INSTRUCTION:
The line containing "Objective — one marker per instance of the denim" and every line after it, through the last, are to be extracted exactly; no other lines belong in the answer.

MATERIAL SUPPLIED:
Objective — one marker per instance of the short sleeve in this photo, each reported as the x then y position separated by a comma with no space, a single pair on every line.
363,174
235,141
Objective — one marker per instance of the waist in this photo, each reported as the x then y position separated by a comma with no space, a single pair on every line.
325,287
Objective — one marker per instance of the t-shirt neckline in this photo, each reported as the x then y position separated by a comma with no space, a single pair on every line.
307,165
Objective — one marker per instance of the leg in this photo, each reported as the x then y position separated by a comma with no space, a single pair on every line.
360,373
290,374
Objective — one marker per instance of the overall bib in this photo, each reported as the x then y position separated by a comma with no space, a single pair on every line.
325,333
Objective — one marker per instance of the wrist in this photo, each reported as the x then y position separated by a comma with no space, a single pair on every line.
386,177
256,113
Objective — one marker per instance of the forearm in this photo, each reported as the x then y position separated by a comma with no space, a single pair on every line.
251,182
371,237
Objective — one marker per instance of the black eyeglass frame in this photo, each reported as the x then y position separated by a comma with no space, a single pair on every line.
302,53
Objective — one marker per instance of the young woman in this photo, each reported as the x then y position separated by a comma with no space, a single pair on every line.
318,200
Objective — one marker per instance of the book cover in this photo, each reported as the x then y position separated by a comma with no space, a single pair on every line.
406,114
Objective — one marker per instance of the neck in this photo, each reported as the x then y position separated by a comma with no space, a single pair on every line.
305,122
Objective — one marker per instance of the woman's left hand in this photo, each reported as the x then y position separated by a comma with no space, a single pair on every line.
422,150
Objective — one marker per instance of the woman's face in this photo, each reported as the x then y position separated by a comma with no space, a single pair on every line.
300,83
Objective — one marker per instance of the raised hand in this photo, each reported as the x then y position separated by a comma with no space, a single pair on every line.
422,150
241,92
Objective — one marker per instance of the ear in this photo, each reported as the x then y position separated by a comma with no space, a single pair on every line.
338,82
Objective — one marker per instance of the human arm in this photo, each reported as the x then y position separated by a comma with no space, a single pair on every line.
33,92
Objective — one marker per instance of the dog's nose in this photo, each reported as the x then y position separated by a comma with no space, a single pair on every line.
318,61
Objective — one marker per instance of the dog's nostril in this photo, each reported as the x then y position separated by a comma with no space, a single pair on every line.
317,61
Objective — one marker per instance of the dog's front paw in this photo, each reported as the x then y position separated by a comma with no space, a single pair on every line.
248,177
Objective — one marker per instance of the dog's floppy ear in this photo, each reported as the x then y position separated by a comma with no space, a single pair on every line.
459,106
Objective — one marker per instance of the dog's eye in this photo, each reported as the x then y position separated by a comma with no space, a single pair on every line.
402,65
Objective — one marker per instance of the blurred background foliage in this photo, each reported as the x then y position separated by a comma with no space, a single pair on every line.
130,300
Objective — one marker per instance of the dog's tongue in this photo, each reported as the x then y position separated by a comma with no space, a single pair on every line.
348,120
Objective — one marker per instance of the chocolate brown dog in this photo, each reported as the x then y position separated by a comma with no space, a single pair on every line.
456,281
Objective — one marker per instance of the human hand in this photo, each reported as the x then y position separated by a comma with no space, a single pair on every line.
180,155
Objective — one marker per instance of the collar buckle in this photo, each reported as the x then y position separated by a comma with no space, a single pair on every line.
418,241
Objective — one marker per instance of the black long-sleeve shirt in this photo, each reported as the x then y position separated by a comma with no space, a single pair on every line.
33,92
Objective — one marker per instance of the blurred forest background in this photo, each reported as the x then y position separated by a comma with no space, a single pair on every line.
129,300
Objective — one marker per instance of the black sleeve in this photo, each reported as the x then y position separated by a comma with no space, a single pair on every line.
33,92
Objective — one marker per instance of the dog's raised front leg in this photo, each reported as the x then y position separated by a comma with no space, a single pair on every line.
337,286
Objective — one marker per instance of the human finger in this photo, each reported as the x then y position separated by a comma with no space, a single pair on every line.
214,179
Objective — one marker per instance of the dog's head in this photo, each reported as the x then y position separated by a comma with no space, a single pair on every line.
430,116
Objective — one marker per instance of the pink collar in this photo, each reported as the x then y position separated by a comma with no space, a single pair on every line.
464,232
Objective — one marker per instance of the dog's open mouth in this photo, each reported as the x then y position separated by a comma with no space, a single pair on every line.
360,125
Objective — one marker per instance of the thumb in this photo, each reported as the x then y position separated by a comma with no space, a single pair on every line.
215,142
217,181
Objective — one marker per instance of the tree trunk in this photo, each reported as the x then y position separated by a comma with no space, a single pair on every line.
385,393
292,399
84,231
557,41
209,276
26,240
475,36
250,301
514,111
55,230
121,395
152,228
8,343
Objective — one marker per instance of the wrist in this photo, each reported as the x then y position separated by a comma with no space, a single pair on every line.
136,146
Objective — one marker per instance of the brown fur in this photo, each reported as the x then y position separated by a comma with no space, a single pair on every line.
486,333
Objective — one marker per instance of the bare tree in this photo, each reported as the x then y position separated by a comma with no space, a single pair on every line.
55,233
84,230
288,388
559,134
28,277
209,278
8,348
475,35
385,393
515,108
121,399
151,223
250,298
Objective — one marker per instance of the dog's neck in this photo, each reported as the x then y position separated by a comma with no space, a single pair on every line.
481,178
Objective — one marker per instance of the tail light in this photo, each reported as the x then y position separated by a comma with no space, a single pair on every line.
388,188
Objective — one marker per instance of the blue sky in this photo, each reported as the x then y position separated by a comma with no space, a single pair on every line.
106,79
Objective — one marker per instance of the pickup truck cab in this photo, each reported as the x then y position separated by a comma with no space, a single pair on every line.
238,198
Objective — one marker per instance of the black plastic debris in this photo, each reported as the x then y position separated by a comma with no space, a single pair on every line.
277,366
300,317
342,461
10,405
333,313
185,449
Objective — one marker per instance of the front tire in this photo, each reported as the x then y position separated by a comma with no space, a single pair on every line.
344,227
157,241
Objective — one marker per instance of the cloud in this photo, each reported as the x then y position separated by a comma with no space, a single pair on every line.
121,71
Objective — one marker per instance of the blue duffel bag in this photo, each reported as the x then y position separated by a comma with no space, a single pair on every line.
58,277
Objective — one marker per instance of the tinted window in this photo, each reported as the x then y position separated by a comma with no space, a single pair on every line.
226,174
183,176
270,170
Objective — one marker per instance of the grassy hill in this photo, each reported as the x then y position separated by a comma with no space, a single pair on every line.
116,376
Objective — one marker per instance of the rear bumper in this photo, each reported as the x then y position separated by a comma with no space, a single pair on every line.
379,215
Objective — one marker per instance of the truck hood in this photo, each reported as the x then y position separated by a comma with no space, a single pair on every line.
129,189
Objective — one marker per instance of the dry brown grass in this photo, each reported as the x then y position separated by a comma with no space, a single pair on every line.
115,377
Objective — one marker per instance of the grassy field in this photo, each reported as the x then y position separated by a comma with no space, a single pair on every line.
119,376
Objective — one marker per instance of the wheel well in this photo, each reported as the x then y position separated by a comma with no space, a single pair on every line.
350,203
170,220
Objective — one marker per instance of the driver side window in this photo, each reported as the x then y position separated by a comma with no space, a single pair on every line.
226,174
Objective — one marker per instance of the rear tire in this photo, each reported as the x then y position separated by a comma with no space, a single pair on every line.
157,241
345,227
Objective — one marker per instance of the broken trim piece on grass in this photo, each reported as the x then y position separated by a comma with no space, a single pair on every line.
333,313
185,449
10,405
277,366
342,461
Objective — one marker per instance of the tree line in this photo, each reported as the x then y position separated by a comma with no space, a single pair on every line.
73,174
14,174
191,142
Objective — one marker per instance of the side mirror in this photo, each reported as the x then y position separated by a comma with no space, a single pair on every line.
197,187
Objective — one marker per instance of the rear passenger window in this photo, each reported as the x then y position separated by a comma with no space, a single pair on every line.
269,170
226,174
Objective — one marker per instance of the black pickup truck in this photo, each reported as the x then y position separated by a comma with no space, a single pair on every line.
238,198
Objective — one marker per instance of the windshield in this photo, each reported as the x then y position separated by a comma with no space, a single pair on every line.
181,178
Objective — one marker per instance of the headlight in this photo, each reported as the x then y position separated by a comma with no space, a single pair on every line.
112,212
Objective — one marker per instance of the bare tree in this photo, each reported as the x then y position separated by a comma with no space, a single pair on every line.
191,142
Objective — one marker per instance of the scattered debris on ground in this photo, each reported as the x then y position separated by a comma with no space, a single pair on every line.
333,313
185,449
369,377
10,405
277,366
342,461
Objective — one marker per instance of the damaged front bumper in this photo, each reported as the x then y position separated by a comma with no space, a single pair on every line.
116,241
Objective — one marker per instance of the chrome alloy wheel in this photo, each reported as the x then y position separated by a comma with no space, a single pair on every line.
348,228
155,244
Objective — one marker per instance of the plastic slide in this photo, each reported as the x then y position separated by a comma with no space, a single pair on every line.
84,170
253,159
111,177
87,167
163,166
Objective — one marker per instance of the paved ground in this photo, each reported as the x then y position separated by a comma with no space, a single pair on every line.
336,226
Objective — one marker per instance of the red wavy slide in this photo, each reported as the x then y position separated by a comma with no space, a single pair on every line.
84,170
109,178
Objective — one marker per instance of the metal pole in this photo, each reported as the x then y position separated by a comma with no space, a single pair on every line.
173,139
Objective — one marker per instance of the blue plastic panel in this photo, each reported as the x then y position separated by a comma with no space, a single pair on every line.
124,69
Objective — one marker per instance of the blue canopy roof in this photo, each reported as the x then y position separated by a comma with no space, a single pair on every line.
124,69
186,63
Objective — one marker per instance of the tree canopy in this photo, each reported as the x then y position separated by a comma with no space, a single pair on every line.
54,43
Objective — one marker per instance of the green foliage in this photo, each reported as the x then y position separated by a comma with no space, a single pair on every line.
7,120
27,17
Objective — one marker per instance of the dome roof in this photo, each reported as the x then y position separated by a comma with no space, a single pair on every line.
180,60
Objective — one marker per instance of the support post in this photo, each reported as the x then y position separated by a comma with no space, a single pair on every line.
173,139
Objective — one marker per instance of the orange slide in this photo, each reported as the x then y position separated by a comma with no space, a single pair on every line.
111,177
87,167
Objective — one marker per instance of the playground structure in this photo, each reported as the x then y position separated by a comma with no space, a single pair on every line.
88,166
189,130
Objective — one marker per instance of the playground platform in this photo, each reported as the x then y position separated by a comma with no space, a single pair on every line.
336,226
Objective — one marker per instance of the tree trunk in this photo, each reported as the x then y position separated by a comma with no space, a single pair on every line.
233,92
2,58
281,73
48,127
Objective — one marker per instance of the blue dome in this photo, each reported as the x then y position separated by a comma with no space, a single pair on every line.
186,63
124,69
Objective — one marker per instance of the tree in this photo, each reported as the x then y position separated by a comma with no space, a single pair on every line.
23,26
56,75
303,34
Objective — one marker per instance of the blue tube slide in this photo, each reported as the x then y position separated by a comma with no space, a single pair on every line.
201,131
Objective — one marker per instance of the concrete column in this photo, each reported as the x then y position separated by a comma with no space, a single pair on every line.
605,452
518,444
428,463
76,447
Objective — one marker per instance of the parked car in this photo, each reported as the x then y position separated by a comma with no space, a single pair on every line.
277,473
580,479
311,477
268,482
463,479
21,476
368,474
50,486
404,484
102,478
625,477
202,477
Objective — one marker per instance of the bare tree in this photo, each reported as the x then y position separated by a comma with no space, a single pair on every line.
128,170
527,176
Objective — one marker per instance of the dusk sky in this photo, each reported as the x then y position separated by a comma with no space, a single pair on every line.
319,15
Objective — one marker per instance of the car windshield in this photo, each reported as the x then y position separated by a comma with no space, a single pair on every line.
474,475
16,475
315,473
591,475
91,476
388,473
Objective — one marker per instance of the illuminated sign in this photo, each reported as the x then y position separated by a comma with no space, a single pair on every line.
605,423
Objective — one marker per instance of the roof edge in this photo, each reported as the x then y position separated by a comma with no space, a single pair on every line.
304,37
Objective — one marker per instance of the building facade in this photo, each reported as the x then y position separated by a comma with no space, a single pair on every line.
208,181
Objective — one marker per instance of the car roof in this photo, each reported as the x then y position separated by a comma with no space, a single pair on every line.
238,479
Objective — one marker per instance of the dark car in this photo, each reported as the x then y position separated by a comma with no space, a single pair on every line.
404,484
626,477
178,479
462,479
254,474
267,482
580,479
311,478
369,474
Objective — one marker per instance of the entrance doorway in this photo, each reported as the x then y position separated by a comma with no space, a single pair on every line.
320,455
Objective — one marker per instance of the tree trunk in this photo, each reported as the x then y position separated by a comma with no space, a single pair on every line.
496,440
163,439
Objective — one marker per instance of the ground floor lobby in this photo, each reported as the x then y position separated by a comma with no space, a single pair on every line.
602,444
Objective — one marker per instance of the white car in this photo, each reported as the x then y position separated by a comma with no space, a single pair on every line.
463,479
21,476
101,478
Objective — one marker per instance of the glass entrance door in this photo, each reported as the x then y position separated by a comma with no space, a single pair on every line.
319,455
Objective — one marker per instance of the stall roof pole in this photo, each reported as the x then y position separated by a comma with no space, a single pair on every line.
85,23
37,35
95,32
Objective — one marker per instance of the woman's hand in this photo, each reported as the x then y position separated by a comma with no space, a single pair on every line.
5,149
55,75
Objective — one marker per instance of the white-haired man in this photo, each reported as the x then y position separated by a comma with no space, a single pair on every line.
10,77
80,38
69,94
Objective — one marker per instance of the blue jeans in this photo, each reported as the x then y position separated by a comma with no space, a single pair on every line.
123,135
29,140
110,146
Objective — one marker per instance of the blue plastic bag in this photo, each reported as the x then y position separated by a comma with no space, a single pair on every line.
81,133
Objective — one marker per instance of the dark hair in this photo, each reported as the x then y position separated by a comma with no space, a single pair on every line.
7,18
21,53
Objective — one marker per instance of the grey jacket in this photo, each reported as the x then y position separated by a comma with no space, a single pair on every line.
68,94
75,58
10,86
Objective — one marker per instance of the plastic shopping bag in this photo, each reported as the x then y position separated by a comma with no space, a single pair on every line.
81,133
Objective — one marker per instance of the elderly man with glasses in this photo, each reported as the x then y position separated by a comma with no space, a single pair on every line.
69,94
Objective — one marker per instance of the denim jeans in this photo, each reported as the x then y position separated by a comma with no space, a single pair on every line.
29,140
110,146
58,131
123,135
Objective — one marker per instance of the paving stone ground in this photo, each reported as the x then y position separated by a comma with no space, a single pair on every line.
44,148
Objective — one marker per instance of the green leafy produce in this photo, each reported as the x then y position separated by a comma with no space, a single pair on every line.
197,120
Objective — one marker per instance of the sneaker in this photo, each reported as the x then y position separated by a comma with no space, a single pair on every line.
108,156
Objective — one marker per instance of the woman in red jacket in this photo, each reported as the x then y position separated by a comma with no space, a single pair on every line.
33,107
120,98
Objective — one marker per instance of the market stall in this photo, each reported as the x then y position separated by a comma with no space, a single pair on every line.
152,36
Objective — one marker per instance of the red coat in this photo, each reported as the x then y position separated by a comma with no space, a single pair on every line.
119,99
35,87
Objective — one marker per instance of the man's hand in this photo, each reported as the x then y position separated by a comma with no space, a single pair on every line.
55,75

SOLUTION FOR THIS EXERCISE:
Objective — one marker per instance of the denim jeans in this photo, each reported as the x then y position separated by a comma with no space, a single pair on every line.
29,140
110,146
58,131
123,135
Objective — one marker per instance of the paving stone ground in this photo, each reported as the x then y position separated by a comma with no space, a single pair on every line.
44,148
Objective — one marker per instance of the green leafy produce in this photo, each reported as the x then y position separated by a comma with no space, a single pair on every line.
197,120
Objective — one marker per instance of the sneaker in this photo, each reported as the x then y position separated by a comma with no space, a single pair on every line.
108,156
Objective — one marker per instance of the woman in red jacket in this photo, each reported as the x then y position separated by a comma with no space, a single pair on every line.
33,107
120,98
Objective — one marker per instance of the market stall in this photo, each reported as the x then y position separated by a comma with no space, a single pair on every line.
152,36
Objective — one marker per instance of the red coat in this photo, each reported as the x then y position separated by a comma with no space, a single pair on every line.
119,99
35,87
Objective — one marker per instance of the man's hand in this photo, each reported as the x then y position separated by a comma with no space, a single pair on every line.
55,75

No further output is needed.